[Entries from a pointing dataset]
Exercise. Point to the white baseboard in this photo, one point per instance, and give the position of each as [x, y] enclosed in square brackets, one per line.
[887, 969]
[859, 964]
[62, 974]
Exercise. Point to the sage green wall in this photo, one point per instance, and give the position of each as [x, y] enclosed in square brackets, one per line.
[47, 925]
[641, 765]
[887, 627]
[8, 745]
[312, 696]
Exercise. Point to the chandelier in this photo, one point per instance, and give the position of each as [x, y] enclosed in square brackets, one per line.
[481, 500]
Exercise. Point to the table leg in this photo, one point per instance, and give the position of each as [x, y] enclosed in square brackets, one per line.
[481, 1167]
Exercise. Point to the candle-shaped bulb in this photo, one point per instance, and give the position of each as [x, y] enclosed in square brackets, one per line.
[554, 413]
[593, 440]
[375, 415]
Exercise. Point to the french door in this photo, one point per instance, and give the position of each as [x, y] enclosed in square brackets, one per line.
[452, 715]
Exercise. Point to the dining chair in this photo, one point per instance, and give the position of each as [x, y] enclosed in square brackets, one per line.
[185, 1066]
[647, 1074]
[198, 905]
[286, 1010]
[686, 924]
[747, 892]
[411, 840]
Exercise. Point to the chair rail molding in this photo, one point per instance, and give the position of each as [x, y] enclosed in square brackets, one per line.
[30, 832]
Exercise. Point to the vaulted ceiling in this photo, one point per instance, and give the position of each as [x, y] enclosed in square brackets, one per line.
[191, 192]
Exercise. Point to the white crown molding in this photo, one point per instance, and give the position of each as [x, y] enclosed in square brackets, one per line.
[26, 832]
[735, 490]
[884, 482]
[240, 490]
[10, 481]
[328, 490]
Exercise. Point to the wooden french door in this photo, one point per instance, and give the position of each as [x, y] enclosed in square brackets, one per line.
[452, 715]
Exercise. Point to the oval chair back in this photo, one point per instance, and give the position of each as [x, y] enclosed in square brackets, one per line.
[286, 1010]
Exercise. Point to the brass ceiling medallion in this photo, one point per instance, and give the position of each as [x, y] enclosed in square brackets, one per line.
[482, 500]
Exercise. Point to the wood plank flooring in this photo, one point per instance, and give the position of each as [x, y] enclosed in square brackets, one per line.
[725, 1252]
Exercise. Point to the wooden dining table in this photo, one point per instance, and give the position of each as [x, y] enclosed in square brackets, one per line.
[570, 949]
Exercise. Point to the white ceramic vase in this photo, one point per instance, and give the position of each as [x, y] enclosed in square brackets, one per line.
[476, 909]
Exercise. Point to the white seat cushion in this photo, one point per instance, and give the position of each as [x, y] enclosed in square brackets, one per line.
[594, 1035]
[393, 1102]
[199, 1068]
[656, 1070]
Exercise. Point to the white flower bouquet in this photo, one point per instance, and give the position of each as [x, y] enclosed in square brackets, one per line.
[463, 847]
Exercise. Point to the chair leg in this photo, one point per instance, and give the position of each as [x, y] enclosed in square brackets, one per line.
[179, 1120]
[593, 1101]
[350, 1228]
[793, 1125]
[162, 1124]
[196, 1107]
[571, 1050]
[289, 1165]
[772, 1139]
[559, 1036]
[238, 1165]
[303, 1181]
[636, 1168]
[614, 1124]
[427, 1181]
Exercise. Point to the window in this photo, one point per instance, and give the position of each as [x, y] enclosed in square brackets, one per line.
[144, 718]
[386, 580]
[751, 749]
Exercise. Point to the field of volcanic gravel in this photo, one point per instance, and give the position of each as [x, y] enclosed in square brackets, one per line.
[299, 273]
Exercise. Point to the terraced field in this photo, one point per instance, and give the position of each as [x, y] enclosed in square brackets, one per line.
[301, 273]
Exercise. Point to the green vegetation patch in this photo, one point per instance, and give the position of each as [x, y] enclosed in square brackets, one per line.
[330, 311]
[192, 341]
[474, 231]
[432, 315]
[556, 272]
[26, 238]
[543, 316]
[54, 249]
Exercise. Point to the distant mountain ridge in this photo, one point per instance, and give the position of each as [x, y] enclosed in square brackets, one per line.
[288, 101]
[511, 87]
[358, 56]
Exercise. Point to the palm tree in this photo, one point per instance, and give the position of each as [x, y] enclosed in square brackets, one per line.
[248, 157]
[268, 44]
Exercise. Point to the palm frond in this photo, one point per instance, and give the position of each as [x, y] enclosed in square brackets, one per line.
...
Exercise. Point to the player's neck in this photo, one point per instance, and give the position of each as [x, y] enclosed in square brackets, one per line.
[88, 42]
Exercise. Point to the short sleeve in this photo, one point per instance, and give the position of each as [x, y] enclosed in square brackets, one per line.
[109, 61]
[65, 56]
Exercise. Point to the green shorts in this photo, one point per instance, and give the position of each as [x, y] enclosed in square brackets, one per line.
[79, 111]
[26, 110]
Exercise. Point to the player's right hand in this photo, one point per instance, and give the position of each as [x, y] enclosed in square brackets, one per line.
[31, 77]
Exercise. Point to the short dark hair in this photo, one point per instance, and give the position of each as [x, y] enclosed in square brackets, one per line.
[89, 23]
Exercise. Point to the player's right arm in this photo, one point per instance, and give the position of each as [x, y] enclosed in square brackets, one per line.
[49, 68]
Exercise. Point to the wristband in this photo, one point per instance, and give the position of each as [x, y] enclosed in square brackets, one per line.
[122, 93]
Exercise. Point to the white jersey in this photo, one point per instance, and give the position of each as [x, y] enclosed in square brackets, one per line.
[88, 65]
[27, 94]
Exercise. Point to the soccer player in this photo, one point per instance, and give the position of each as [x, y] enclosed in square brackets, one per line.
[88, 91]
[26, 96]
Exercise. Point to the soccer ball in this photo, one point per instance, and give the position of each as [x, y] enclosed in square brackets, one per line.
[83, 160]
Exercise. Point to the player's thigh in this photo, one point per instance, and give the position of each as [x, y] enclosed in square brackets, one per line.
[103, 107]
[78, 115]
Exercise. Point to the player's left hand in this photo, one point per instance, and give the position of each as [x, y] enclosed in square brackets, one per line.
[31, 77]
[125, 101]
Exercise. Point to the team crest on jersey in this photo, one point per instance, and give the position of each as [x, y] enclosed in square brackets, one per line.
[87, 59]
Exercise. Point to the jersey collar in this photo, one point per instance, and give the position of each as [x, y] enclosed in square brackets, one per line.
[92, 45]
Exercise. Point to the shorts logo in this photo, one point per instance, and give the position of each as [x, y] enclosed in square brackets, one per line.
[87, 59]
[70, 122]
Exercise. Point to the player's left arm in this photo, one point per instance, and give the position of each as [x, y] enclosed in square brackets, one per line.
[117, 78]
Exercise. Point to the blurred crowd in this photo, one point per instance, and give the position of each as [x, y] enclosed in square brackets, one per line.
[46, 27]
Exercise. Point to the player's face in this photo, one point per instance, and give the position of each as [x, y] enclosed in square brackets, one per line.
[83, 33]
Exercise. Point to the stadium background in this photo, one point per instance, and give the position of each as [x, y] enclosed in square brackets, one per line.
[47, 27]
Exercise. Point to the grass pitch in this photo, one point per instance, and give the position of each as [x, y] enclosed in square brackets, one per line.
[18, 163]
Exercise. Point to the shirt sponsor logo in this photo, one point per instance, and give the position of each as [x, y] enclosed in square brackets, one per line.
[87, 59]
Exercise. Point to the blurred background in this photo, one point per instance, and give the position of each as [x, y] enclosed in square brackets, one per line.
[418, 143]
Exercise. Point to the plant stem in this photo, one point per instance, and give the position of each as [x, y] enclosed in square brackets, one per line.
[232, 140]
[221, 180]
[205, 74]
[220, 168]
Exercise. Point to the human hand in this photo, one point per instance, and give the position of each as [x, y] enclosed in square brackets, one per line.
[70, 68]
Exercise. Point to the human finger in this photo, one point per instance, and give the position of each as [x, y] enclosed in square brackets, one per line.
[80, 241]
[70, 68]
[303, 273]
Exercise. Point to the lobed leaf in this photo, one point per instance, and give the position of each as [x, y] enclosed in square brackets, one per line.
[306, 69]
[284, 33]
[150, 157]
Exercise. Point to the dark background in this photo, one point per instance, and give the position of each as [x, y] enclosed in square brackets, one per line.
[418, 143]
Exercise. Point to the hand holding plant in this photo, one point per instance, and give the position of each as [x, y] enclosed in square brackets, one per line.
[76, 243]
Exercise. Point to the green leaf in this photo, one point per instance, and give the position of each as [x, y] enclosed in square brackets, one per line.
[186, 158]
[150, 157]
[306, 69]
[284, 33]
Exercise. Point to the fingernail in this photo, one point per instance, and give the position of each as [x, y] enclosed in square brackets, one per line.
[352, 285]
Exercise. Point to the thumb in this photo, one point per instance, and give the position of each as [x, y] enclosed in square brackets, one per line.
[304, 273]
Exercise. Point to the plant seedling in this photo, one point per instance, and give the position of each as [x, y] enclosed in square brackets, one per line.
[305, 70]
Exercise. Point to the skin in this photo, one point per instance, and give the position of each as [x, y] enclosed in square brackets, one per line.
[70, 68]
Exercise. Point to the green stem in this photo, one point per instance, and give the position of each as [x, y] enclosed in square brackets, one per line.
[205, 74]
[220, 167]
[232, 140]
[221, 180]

■ Do this:
Retype the rows above from the line with "Exercise. Point to the white seat" to the line with "[656, 1070]", both included, without changing a character.

■ Answer to the task:
Exercise. Point to the white seat cushion in this photo, one point per instance, and give the position of each as [x, y] enclosed in square brackets, one per line.
[594, 1035]
[393, 1102]
[199, 1068]
[656, 1070]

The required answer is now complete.